Dataset entries =>
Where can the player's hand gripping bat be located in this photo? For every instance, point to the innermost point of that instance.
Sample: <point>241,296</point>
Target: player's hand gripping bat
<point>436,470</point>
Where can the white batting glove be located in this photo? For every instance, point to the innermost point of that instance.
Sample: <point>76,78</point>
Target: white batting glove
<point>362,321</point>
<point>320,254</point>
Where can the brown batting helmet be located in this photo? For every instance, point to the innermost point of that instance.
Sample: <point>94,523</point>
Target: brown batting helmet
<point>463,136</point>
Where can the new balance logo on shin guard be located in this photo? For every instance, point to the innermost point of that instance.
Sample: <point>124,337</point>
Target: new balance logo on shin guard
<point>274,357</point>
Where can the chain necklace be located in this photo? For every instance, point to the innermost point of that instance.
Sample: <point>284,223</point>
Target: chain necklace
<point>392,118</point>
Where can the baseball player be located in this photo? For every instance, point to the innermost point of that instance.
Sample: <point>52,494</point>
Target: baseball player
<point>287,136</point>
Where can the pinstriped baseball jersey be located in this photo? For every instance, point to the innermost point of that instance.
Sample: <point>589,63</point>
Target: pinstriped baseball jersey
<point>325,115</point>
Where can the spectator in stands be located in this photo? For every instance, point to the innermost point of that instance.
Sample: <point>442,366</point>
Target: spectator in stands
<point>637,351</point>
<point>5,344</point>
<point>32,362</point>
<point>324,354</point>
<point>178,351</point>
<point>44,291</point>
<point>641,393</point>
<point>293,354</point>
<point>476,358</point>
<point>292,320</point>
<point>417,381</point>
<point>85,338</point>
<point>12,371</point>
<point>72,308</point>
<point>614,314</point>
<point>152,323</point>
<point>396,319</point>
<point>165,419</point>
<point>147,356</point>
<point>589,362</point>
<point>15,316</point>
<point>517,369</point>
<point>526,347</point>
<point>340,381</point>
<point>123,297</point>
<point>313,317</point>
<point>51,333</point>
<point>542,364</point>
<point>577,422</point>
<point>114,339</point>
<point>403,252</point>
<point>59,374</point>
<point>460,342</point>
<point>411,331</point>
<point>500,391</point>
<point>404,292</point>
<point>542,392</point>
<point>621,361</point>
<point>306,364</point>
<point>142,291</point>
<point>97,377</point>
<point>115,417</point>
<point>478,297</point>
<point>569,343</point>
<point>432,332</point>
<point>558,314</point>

Problem description =>
Reproduce exactly every line that sits between the start of the entries and the line bearing "Sample: <point>76,78</point>", counting both of those lines.

Reply to the exercise =>
Where can the player's hand gripping bat be located in this photo? For every instance, point to the innermost point of that instance.
Sample: <point>241,296</point>
Target: player's hand gripping bat
<point>436,470</point>
Where can the white batting glove be located in this photo? For every instance, point to the innermost point of that instance.
Sample: <point>76,78</point>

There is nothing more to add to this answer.